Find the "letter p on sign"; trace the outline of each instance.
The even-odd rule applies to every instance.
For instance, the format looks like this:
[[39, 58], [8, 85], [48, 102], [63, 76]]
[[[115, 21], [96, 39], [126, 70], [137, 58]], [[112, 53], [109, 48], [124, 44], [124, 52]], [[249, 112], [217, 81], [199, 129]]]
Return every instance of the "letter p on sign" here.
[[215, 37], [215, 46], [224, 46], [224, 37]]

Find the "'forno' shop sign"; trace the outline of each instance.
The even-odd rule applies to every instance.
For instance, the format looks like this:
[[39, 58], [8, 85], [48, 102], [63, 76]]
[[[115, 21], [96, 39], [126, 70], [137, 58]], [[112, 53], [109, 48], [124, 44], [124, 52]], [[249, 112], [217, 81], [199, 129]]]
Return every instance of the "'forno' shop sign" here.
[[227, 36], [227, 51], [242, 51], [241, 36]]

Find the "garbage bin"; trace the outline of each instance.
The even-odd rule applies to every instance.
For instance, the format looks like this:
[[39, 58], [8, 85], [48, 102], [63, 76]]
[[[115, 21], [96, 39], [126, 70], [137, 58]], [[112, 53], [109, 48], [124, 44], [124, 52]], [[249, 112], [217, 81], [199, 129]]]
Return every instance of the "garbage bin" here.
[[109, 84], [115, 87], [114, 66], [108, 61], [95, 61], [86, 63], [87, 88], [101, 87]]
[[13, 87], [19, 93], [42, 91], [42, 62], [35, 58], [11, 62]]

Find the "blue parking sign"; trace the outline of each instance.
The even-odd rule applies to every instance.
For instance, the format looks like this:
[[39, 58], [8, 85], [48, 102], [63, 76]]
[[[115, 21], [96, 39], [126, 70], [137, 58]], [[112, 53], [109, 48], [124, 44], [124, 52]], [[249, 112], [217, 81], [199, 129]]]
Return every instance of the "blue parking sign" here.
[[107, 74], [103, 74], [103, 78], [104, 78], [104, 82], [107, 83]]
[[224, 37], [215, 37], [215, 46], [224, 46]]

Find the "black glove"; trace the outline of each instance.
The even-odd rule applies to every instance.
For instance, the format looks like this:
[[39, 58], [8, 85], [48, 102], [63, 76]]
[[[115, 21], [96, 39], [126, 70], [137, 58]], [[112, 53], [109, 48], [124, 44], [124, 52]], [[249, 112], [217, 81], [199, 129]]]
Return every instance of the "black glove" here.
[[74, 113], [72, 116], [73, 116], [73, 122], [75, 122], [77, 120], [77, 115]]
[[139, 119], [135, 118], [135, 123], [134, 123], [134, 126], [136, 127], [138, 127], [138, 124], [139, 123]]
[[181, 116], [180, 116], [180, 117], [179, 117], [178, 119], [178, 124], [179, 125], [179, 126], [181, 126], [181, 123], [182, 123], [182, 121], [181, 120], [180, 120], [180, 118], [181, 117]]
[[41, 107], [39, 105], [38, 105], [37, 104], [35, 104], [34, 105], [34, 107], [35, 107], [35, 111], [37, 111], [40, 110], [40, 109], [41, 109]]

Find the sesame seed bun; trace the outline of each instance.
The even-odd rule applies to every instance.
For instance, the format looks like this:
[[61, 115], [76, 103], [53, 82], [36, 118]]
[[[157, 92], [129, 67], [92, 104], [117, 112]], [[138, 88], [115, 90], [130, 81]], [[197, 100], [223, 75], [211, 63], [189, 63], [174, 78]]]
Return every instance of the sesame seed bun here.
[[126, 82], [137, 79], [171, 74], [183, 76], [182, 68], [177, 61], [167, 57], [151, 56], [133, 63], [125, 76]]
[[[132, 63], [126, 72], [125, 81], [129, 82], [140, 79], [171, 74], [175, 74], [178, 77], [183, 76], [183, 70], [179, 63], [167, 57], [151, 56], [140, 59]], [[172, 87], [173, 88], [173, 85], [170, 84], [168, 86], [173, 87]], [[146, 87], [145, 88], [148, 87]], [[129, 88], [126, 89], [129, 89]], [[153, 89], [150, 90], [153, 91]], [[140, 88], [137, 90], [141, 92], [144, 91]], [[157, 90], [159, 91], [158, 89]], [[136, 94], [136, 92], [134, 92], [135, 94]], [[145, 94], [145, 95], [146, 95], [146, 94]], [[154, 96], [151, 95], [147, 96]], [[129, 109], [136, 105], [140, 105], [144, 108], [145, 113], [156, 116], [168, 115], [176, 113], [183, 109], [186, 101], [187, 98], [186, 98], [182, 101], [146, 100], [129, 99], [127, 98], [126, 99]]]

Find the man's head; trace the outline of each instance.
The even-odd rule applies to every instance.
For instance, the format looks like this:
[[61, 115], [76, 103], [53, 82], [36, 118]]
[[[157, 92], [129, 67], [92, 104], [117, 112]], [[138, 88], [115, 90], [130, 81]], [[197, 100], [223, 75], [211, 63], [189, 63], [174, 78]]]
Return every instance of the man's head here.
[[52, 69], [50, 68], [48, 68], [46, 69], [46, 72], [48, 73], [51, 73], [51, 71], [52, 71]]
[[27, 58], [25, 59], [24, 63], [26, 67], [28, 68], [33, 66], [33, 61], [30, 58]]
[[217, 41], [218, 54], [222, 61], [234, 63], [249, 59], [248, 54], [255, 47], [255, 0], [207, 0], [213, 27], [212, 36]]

★ ★ ★ ★

» **Directive**:
Give back the whole listing above, line for line and unchanged.

» **Solved problem**:
Find the "letter p on sign"; trace the outline of each instance.
The even-odd rule applies to every instance.
For instance, the format looks like this:
[[39, 58], [8, 85], [48, 102], [63, 76]]
[[[115, 21], [96, 39], [126, 70], [137, 58]], [[112, 53], [109, 48], [124, 44], [124, 52]], [[249, 112], [217, 81], [199, 129]]]
Return every instance of the "letter p on sign" here.
[[215, 37], [215, 46], [224, 46], [224, 37]]

Find the "'forno' shop sign"; trace the outline of each instance.
The even-odd rule applies to every instance.
For instance, the format looks like this:
[[39, 58], [8, 85], [48, 102], [63, 76]]
[[[115, 21], [96, 39], [126, 70], [137, 58]], [[112, 53], [109, 48], [124, 44], [124, 52]], [[249, 112], [217, 81], [199, 129]]]
Return every instance of the "'forno' shop sign" here.
[[227, 36], [227, 51], [242, 51], [241, 36]]

Find the "garbage bin"; trace the outline of each instance.
The even-odd rule applies to every instance.
For instance, the format looks like this:
[[39, 58], [8, 85], [48, 102], [63, 76]]
[[[115, 21], [96, 39], [126, 70], [137, 58]], [[112, 53], [109, 48], [124, 44], [124, 52]], [[249, 112], [217, 81], [199, 129]]]
Return every instance of the "garbage bin" here.
[[109, 84], [115, 87], [114, 66], [108, 61], [95, 61], [86, 63], [87, 88], [101, 87]]
[[13, 87], [19, 93], [42, 91], [42, 62], [35, 58], [11, 62]]

Find the "blue parking sign"; trace the outline of each instance.
The even-odd rule applies to every instance.
For instance, the format looks like this:
[[39, 58], [8, 85], [48, 102], [63, 76]]
[[[115, 21], [96, 39], [126, 70], [137, 58]], [[112, 53], [109, 48], [124, 44], [124, 52]], [[249, 112], [217, 81], [199, 129]]]
Return every instance of the "blue parking sign" here.
[[107, 74], [103, 74], [103, 78], [104, 78], [104, 82], [107, 83]]
[[224, 37], [215, 37], [215, 46], [224, 46]]

Find the "black glove"; trace the outline of each instance.
The even-odd rule applies to every instance.
For instance, the format looks like this:
[[39, 58], [8, 85], [48, 102], [63, 76]]
[[[115, 21], [96, 39], [126, 70], [137, 58]], [[112, 53], [109, 48], [124, 44], [124, 52]], [[249, 112], [217, 81], [199, 129]]]
Return every instance of the "black glove" here.
[[74, 113], [72, 116], [73, 116], [73, 122], [75, 122], [77, 120], [77, 115]]
[[139, 119], [135, 118], [135, 123], [134, 123], [134, 126], [136, 127], [138, 127], [138, 124], [139, 123]]
[[181, 116], [180, 116], [180, 117], [179, 117], [178, 119], [178, 124], [179, 125], [179, 126], [181, 126], [181, 123], [182, 123], [182, 121], [181, 120], [180, 120], [180, 118], [181, 117]]
[[41, 107], [39, 105], [38, 105], [37, 104], [35, 104], [34, 105], [34, 107], [35, 107], [35, 111], [37, 111], [40, 110], [40, 109], [41, 109]]

Find the sesame seed bun; trace the outline of each instance.
The even-odd rule applies to every instance.
For instance, the format looks like this:
[[61, 115], [76, 103], [53, 82], [36, 118]]
[[[157, 92], [129, 67], [92, 104], [117, 112]], [[138, 88], [115, 90], [130, 81]], [[197, 100], [223, 75], [211, 63], [189, 63], [174, 78]]]
Return every instance of the sesame seed bun here.
[[126, 82], [137, 79], [171, 74], [183, 76], [182, 68], [177, 61], [167, 57], [151, 56], [133, 63], [125, 76]]
[[[132, 63], [126, 72], [125, 81], [129, 82], [140, 79], [171, 74], [175, 74], [178, 77], [183, 76], [183, 70], [179, 63], [167, 57], [151, 56], [140, 59]], [[172, 87], [173, 88], [173, 85], [170, 84], [168, 86], [173, 87]], [[146, 87], [145, 88], [148, 87]], [[129, 88], [126, 89], [129, 89]], [[153, 89], [150, 90], [153, 91]], [[140, 88], [137, 90], [141, 92], [144, 91]], [[157, 90], [159, 91], [158, 89]], [[136, 94], [136, 92], [134, 92], [135, 94]], [[145, 94], [145, 95], [146, 95], [146, 94]], [[154, 96], [151, 95], [147, 96]], [[129, 109], [136, 105], [140, 105], [144, 108], [145, 113], [156, 116], [168, 115], [176, 113], [183, 109], [186, 101], [187, 98], [186, 98], [182, 101], [146, 100], [129, 99], [127, 98], [126, 99]]]

Find the man's head; trace the outline of each instance.
The even-odd rule applies to every instance.
For instance, the format looks like this:
[[61, 115], [76, 103], [53, 82], [36, 118]]
[[[157, 92], [129, 67], [92, 104], [117, 112]], [[138, 88], [115, 90], [130, 81]], [[197, 100], [223, 75], [211, 63], [189, 63], [174, 78]]]
Return every instance of the man's head here.
[[52, 69], [50, 68], [48, 68], [46, 69], [46, 72], [48, 73], [51, 73], [51, 71], [52, 71]]
[[27, 58], [25, 59], [24, 63], [26, 67], [28, 68], [33, 66], [33, 61], [30, 58]]
[[217, 41], [218, 54], [222, 61], [234, 63], [249, 59], [248, 54], [255, 47], [255, 0], [207, 0], [213, 27], [212, 36]]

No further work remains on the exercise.